**SET PROBLEM**
Rewrite each of the items below, replacing "browned crust" with "golden crust" and keeping everything else the same.

═══ EXTRACTED ENTRIES

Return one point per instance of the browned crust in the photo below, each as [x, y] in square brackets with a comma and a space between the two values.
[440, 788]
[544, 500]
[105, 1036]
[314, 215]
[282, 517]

══════

**EXERCISE SOLUTION**
Return one point per instance of the golden crust in the photo below, each as [x, y] in square brackets with a comma and a space between the two values.
[440, 788]
[544, 500]
[105, 1036]
[314, 215]
[282, 517]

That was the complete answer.